• _What to do_:
1 - In the article on business agility during COVID, why did large organizations invest in supporting flexible and remote working? Answer in one to three sentences.
2 - Does each statement below agree with the article on business agility during COVID? Answer yes or no for each, and quote the words from the article that decide it.
(a) The survey polled 200 C-level leaders.
(b) The maturity framework evaluated seven business functions.
(c) Executives in large organizations were three times as likely as others to create new experiences to engage customers and staff.
3 - Carry on the article on business agility during COVID from its last sentence.

• _Reading text_:

Large organizations are more agile than you think

Breaking dogma, $5B+ companies proved more adept at pivoting businesses

Large organizations were able to improve business agility to successfully pivot during COVID.

Conventional wisdom says smaller, leaner organizations can better adapt to changing market conditions. But when push came to shove during the COVID-19 pandemic, that’s not what happened. Instead, large organizations—with their bigger budgets and more developed processes and technology—proved to be more agile.

In fact, in a global survey conducted by ESI ThoughtLab of 200 C-level leaders, organizations with revenues of $5 billion or greater were more than three times as likely to be “considerably or very agile” compared to small organizations with $500 million to $999 million in revenue. The survey ranked companies by their level of business agility—classifying them as leaders, intermediates, or beginners—based on a maturity framework that evaluated 14 business functions and seven key processes nearly one year after the onset of the pandemic. They include risk management, workplace management, customer experience, employee services, IT support, decision-making, new product launches, and corporate culture.

So, what did large companies do over this period that smaller companies can learn from as the economy enters the next phase of the pandemic?

They focused on employee experiences and accountability to customers.

Like other firms, large organizations invested in supporting flexible and remote working so their people could stay engaged and productive. But they were more likely to create leadership teams to handle the shift in business. More than half also improved coordination across departments and functions. They also prioritized customers and improved how they communicated. And executives in these organizations were twice as likely as others to create new experiences to engage customers and staff. In the next year, they will focus on training and development and on building a culture of innovation.

They changed their plans—in writing.

• _Given records_:
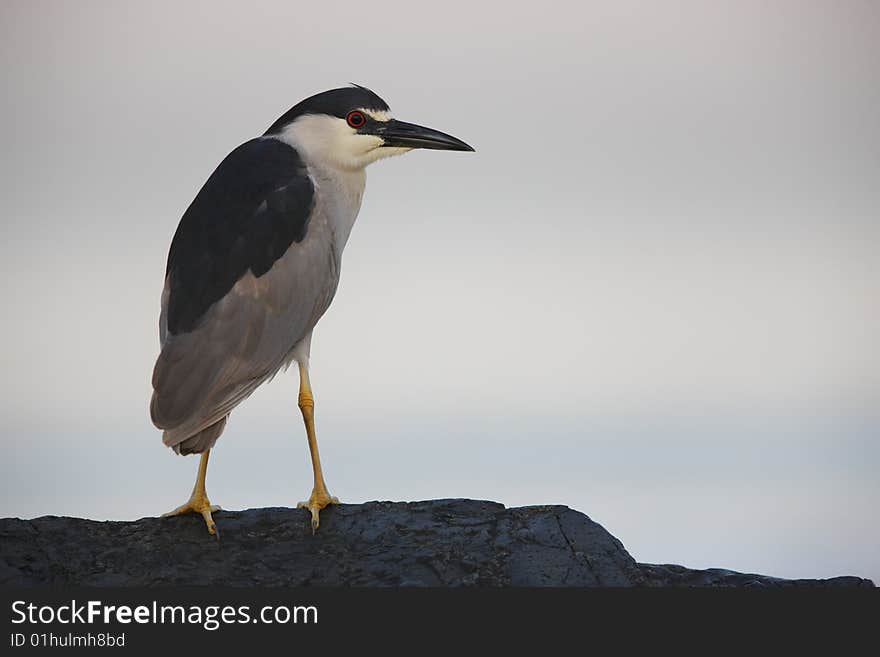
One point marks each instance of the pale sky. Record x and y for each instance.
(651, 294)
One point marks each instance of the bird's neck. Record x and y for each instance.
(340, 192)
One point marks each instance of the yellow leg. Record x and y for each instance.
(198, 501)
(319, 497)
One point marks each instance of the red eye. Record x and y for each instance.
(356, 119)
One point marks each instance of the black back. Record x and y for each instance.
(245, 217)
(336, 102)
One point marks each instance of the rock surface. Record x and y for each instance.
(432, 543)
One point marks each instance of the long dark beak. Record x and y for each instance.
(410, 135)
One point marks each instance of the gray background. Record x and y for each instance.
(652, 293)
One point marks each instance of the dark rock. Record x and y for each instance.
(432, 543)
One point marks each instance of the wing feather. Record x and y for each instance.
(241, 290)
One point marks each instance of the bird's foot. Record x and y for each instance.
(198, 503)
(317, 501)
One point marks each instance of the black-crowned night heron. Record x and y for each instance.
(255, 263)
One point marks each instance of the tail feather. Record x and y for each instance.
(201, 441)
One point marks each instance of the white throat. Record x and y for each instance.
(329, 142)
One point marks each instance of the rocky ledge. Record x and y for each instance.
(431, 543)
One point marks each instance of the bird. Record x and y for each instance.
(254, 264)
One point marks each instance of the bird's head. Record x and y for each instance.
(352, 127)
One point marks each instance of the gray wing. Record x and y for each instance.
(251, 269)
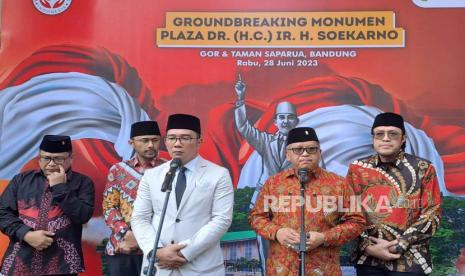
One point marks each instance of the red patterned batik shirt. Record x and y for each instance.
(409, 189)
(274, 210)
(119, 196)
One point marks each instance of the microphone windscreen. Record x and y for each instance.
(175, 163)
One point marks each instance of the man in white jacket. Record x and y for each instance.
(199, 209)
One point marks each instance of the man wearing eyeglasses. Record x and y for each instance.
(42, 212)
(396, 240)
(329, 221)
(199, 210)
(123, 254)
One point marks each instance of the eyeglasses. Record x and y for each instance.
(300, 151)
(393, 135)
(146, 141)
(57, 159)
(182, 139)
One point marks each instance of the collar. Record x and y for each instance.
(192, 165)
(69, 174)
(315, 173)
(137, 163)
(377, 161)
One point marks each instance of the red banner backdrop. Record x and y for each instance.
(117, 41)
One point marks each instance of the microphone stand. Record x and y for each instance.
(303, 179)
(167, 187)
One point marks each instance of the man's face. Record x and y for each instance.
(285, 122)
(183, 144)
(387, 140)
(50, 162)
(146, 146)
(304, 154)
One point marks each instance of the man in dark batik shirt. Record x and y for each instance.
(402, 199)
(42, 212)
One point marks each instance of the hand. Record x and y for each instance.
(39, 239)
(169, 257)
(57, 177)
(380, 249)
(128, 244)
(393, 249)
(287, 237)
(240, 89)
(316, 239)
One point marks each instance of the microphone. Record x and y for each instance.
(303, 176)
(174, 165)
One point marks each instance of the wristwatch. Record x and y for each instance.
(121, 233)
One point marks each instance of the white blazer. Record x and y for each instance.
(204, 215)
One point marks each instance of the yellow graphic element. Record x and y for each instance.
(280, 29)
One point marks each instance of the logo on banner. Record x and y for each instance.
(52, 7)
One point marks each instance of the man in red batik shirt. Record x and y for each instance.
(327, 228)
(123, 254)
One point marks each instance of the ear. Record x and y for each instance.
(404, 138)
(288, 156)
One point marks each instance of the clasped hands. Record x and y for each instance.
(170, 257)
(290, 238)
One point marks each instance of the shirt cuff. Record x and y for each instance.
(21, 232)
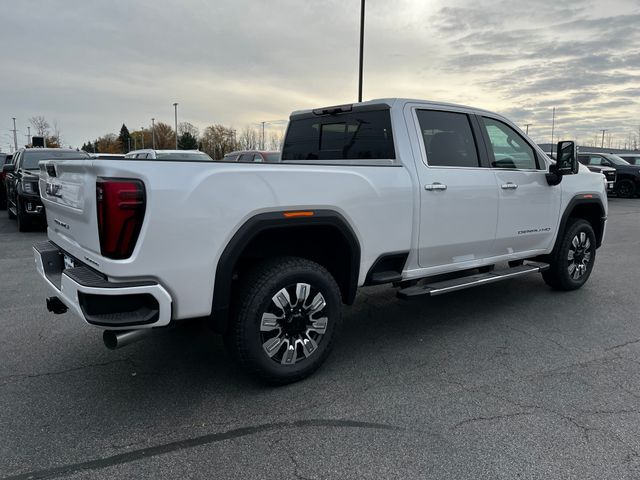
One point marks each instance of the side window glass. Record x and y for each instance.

• _Outputs for the tasks_:
1 - They invested in it so their people could stay engaged and productive.

2 -
(a) Yes: "a global survey conducted by ESI ThoughtLab of 200 C-level leaders"
(b) No: "evaluated 14 business functions and seven key processes"
(c) No: "twice as likely as others to create new experiences to engage customers and staff"

3 -
More than half updated their company’s goals and implementation roadmaps for the new business environment. In the next year, they will invest in streamlining processes and finding further efficiencies.

They invested in digitizing workflows and integrating functions.

Large organizations are much further ahead in implementing a digital enterprise platform that integrates multiple functions: 38% versus less than 20% of smaller firms. In the next year or so, that chasm will grow to 73% versus 27% or less. In particular, they are focused on integrating employee and customer experiences, as well as technology and data.

During the pandemic, they invested in mobile technology, digital workflow automation, risk management solutions, and digital enterprise platforms. Over the next year, most expect especially high returns from Internet of Things (IoT), risk management and data solutions, and mobile, cloud, and digital platforms. In the next year, half of this group also plans to invest more in function-specific technology, as well as data management solutions.

The future looks brighter for large organizations that prioritized agility—those that fell into the agility “leader” category. Still, the majority of these organizations worry whether the return on investment in these changes will really boost their agility for the long term. Only time will tell.